** SOURCE INFORMATION follows **

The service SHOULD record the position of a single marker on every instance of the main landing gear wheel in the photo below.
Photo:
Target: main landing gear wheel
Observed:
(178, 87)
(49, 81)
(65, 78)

** End of SOURCE INFORMATION **

Every line above that includes the word "main" should be listed.

## EXERCISE OUTPUT
The service SHOULD record the position of a single marker on every instance of the main landing gear wheel in the photo below.
Target: main landing gear wheel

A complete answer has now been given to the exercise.